Requirements
Reproduce the closing part of the entries exactly: the line with "If you could point to the white floor" and all lines after it, ending with the last line, and nothing else.

Location annotation dataset excerpts
• • • • • • •

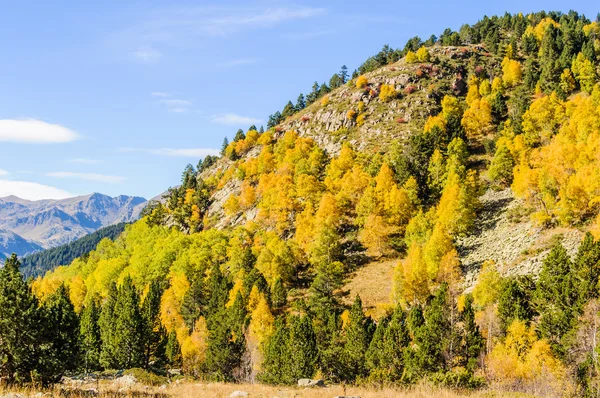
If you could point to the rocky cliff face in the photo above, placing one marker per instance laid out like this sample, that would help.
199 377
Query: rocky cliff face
34 225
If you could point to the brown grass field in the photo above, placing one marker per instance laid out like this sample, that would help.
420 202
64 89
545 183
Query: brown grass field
216 390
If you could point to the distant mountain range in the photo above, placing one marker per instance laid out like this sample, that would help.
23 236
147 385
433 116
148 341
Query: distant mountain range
30 226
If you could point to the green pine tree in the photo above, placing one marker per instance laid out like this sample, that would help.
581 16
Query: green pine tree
89 336
106 322
302 347
128 324
19 325
357 342
60 347
173 350
154 336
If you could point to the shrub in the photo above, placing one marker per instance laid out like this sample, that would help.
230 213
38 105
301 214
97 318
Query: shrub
423 55
387 93
360 120
362 82
411 57
410 89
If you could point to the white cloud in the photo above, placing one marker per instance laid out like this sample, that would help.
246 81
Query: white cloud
147 55
31 190
185 27
232 119
175 105
237 62
33 131
84 161
87 177
184 152
160 94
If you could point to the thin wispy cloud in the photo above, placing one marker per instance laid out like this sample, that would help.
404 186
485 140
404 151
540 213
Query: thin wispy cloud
147 55
308 35
186 27
32 131
160 94
84 161
31 190
237 62
87 177
172 152
231 119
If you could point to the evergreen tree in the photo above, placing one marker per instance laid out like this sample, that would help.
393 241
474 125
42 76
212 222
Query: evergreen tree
173 350
343 74
288 110
514 301
224 146
357 341
19 325
302 347
279 294
60 328
300 103
193 302
473 340
128 327
89 336
239 135
396 341
106 322
275 364
555 297
587 268
154 336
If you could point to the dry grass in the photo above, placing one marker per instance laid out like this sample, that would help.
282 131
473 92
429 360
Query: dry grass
216 390
373 283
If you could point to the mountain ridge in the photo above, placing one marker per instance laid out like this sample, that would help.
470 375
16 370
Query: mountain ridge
48 223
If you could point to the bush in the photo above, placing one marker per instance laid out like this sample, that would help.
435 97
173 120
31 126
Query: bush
362 82
360 120
387 93
410 89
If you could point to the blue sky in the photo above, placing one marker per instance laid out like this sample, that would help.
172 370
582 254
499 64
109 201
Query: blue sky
117 97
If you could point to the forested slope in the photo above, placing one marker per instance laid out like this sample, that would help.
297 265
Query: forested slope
241 270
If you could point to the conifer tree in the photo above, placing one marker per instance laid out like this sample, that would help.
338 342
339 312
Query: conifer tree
357 341
128 327
193 302
278 294
555 297
302 347
275 364
19 324
473 340
89 336
106 323
60 341
173 350
154 336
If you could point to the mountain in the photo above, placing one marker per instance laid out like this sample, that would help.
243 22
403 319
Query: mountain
433 218
13 243
44 224
38 263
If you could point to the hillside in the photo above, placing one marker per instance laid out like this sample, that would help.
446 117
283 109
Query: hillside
435 217
48 223
37 264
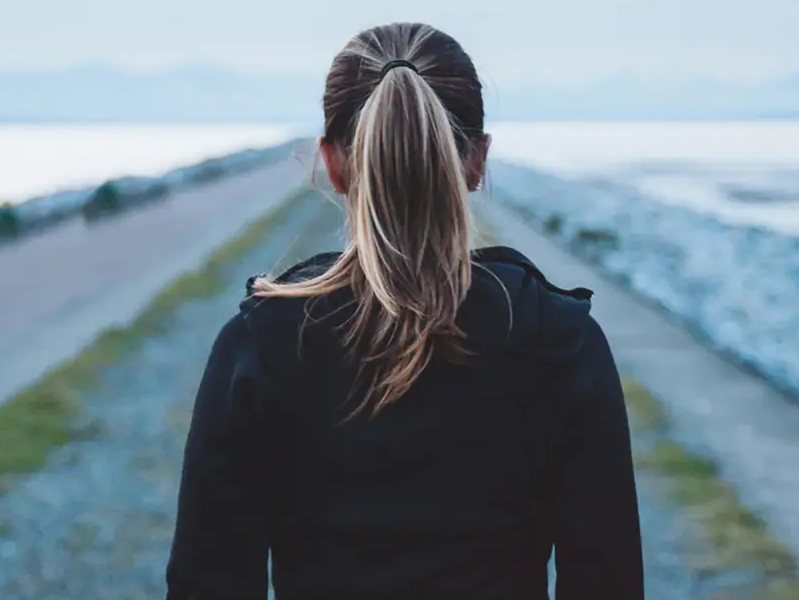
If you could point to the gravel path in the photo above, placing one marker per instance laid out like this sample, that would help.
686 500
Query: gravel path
97 522
61 287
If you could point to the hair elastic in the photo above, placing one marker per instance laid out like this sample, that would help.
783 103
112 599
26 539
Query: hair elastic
398 62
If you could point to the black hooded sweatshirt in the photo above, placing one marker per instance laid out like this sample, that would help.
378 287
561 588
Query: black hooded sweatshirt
460 489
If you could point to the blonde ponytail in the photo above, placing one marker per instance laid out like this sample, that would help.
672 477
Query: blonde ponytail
408 258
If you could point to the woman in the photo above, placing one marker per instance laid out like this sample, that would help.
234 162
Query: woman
408 419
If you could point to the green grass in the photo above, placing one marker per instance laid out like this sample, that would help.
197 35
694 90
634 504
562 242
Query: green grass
731 537
40 418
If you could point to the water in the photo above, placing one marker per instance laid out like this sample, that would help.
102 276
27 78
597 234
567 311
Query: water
742 173
37 160
701 217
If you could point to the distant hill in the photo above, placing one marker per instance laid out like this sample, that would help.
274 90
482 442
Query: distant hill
204 94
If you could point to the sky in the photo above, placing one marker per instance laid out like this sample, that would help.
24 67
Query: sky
513 42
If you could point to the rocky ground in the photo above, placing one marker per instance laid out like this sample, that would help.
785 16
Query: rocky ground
97 521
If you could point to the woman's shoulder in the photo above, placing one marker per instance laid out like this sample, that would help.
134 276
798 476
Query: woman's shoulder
304 269
545 319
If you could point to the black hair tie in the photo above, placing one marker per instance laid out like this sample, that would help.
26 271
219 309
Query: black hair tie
398 62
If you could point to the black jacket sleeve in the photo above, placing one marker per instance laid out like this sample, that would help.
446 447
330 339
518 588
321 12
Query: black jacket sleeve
221 544
597 536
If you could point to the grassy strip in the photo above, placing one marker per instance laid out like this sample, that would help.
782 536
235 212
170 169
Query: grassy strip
739 540
39 418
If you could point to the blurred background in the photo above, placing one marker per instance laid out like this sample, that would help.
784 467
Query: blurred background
155 154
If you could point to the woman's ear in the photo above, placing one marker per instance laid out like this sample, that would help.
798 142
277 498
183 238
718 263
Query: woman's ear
476 162
334 163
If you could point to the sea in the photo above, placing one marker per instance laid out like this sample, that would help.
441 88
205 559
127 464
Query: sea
702 217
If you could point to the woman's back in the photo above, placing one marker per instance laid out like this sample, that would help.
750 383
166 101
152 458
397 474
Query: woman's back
458 490
408 419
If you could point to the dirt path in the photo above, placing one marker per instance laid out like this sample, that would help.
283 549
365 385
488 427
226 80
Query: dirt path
97 521
60 288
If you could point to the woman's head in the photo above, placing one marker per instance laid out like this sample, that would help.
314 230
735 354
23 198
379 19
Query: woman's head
404 143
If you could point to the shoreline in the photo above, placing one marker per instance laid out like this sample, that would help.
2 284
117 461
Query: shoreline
719 410
73 281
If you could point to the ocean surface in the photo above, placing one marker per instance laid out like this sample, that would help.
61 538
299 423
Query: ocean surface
702 218
37 160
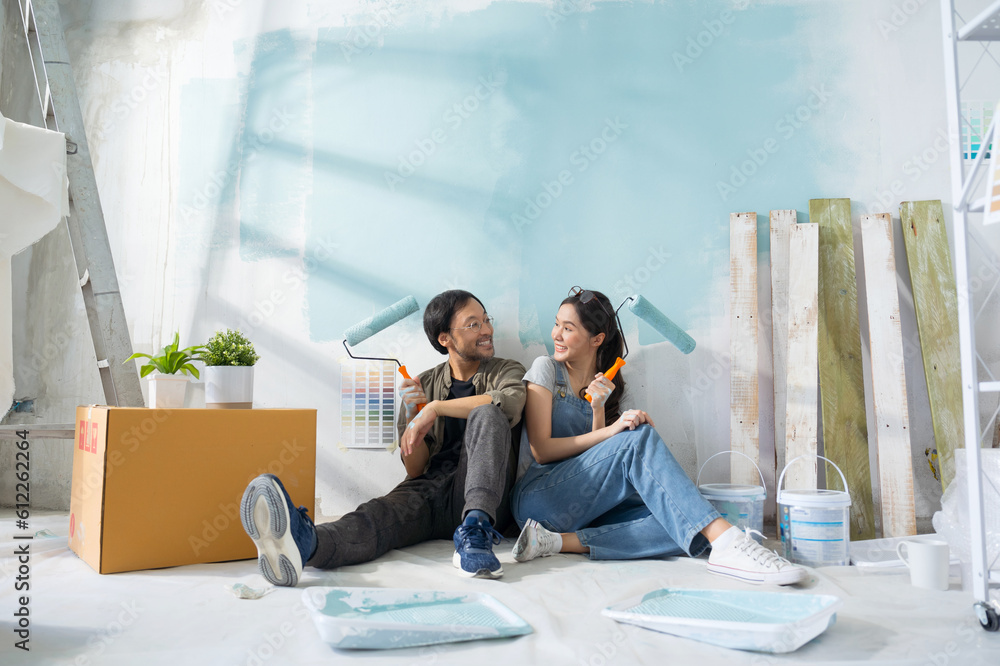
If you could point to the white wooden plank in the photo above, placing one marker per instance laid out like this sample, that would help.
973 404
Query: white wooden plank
743 396
781 221
892 422
802 381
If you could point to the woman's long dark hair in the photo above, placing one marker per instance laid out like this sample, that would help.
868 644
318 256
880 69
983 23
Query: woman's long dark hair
598 316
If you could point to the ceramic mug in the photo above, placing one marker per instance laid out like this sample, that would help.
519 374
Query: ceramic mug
928 563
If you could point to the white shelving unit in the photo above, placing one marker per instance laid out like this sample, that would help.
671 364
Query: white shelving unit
985 27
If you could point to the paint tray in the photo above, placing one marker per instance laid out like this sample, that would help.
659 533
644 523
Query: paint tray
742 620
364 618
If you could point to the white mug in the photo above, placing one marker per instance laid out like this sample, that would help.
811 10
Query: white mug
928 563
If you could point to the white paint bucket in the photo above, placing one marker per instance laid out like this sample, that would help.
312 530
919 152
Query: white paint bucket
741 505
815 525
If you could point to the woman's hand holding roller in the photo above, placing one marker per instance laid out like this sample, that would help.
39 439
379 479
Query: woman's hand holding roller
412 394
600 390
631 420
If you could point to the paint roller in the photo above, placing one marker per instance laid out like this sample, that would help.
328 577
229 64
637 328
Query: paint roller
378 322
645 310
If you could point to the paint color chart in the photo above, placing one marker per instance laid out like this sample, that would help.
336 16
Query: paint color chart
367 404
976 119
992 206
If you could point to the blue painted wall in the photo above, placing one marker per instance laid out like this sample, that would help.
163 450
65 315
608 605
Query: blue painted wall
516 150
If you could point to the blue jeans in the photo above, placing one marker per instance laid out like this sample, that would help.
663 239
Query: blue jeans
625 498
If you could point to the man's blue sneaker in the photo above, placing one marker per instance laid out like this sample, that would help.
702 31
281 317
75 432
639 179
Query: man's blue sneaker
474 540
285 536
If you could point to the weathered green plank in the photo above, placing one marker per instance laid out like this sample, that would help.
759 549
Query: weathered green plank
841 377
936 301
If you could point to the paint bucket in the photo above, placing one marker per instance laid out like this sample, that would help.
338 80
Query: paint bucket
741 505
815 525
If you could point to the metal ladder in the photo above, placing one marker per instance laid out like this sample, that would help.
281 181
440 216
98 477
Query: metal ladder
60 110
985 27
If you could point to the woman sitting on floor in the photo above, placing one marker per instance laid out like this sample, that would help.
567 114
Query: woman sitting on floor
601 481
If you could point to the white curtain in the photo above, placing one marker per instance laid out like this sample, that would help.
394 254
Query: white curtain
34 197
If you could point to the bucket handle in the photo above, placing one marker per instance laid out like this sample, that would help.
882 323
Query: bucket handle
762 483
812 455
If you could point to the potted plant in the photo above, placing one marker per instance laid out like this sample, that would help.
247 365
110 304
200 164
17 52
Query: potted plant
229 359
167 388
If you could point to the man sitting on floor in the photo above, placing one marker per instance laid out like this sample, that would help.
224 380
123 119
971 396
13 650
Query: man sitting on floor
458 456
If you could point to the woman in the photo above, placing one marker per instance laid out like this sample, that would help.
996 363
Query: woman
601 481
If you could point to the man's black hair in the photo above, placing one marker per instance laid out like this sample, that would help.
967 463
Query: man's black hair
438 314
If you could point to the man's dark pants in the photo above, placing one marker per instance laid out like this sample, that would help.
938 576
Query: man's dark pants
479 474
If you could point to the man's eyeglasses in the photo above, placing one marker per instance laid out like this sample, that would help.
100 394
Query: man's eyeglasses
476 326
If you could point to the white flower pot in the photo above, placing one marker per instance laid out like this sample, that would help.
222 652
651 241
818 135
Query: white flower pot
167 391
228 386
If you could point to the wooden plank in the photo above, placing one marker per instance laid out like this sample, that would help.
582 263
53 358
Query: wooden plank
841 376
892 419
781 221
936 302
744 426
802 408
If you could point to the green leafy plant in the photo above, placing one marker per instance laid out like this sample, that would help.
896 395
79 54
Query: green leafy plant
171 360
229 348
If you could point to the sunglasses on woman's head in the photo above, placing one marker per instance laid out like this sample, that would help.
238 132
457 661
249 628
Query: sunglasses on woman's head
586 296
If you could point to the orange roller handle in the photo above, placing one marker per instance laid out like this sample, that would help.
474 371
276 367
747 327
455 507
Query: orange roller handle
406 375
610 374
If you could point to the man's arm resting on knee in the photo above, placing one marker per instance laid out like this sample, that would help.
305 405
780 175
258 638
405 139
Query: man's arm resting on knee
458 408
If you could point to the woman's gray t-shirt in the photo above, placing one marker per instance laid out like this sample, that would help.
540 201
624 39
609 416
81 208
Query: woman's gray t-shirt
543 373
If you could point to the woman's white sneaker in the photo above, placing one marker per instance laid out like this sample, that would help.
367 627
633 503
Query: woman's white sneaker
745 559
536 541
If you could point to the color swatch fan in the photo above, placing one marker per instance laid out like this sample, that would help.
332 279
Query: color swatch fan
368 384
367 404
991 210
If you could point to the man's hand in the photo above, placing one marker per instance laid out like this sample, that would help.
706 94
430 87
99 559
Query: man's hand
631 420
418 428
412 394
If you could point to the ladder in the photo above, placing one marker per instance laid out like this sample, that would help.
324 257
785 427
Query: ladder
982 28
60 110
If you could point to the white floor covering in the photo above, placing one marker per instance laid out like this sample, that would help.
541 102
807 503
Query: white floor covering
186 616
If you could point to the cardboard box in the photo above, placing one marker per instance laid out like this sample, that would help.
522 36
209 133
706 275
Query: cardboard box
159 488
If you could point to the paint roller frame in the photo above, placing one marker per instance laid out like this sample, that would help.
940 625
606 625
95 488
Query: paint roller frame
662 324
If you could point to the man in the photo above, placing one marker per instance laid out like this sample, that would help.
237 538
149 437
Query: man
457 452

• • • • • • •

Correct response
If you could point to the white floor covering in the photo above, placing one marker per instance laid out like this sample, that would help.
541 102
807 503
Query: white floor covering
186 616
If you could point to the cardboard box in the photo above, placing one marker per instance laid out like this sample, that would help.
522 36
209 133
706 275
Query: cardboard box
159 488
If you could point to the paint roller frame in the photo above, placing one marker per instance laid out like this sample, that would help.
940 625
606 625
95 488
Query: paint roller frame
662 324
If you could point to the man in the photo above, placing one marker per instance laid out like this sample, that would help.
237 538
149 437
Query: man
457 452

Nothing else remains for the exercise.